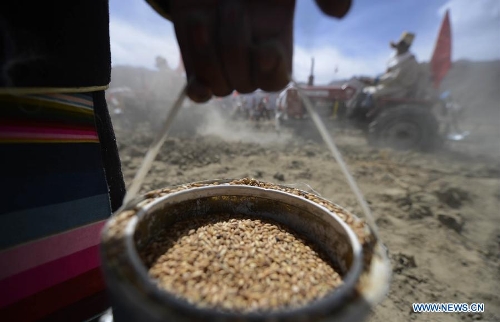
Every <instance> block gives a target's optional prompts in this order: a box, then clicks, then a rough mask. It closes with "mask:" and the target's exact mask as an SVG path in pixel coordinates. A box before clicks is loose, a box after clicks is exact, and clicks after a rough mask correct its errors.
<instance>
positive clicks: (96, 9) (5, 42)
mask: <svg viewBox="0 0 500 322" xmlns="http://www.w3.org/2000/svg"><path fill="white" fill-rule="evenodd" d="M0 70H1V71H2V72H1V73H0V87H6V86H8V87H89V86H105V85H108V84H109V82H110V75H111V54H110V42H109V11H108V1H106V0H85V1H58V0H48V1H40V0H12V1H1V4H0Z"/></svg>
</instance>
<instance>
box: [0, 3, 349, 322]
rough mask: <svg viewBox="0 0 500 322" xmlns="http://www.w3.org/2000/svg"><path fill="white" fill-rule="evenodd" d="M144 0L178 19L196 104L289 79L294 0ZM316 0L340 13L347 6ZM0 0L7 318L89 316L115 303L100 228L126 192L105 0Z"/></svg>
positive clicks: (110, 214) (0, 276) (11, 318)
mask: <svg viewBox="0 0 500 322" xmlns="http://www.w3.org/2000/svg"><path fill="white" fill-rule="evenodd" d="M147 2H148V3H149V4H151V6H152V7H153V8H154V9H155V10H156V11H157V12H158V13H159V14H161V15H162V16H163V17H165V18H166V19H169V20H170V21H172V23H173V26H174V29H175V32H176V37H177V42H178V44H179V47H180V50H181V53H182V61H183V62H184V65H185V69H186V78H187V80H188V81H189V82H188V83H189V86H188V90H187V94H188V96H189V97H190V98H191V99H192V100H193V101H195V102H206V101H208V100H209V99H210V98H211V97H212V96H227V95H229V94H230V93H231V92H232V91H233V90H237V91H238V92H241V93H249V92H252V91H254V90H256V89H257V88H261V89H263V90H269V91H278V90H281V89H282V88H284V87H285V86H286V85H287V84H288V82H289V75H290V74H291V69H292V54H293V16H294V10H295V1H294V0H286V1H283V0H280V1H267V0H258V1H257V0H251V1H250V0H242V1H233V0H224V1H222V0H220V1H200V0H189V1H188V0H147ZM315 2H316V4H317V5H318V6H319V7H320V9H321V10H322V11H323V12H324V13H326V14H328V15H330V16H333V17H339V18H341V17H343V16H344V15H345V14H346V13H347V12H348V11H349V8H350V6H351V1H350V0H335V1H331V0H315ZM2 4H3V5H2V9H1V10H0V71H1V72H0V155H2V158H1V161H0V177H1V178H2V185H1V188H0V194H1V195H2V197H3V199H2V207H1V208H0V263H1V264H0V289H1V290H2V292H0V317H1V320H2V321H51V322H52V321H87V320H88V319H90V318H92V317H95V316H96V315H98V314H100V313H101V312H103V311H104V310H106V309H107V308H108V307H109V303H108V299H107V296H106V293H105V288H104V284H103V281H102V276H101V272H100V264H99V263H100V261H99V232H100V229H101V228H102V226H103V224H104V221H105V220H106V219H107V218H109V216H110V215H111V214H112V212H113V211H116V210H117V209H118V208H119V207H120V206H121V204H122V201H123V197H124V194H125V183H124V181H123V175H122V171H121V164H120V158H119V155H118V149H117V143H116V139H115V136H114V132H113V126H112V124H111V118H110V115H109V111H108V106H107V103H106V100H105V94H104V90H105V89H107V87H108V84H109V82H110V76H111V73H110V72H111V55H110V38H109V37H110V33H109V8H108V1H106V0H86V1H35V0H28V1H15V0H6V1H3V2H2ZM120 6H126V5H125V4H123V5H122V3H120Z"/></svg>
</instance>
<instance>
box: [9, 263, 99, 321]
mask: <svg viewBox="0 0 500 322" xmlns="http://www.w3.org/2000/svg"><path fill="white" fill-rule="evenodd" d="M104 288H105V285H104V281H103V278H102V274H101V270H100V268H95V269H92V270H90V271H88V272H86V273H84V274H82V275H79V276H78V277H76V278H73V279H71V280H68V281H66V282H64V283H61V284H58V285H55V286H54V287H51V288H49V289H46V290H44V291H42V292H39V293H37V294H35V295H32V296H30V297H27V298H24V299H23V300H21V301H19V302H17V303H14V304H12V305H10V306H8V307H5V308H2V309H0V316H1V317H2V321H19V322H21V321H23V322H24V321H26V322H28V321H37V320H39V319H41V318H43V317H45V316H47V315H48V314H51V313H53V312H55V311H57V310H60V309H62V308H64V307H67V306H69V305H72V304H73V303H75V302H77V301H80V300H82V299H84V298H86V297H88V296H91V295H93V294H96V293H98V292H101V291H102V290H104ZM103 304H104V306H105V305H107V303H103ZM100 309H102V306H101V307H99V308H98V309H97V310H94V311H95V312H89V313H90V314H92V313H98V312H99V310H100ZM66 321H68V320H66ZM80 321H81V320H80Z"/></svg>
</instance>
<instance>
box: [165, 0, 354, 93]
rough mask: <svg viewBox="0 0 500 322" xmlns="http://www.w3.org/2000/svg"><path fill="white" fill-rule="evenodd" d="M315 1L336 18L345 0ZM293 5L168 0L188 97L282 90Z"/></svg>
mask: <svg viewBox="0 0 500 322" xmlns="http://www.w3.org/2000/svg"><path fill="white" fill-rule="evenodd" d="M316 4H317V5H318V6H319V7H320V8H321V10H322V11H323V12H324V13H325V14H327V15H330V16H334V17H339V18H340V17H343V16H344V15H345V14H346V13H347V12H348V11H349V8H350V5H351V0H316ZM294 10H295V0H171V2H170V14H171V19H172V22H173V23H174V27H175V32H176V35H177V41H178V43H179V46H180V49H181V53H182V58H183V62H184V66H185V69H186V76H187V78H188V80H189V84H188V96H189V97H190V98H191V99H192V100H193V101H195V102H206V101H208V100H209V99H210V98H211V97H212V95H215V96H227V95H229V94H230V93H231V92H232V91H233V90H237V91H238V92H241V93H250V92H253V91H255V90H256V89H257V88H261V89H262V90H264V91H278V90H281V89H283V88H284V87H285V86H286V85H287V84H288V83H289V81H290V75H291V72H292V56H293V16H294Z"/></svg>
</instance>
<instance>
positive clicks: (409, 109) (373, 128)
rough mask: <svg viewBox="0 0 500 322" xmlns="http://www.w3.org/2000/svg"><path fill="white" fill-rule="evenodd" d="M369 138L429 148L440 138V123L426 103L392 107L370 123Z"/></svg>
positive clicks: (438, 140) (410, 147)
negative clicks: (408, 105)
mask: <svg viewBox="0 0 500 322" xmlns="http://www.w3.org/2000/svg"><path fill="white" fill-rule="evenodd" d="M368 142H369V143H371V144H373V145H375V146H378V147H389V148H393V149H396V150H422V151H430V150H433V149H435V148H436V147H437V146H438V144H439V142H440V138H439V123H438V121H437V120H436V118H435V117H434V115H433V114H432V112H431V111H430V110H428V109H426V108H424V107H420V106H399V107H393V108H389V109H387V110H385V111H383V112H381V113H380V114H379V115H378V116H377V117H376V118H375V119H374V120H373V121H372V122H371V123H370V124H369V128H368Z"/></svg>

----

Work to be completed: Find each line in the records that contains the word "clicks" and copy it out in full.

Reply to the task:
Every <instance> block gives a target's optional prompts in this order: a box, then clicks, then a rough mask. It closes with "mask:" and the target's exact mask as an SVG path in pixel coordinates. A box before clicks is loose, a box after clicks is exact, and clicks after a rough mask correct its errors.
positive clicks: (96, 9) (5, 42)
positive clicks: (110, 214) (0, 276) (11, 318)
positive clicks: (409, 109) (373, 128)
positive clicks: (438, 140) (410, 147)
negative clicks: (408, 105)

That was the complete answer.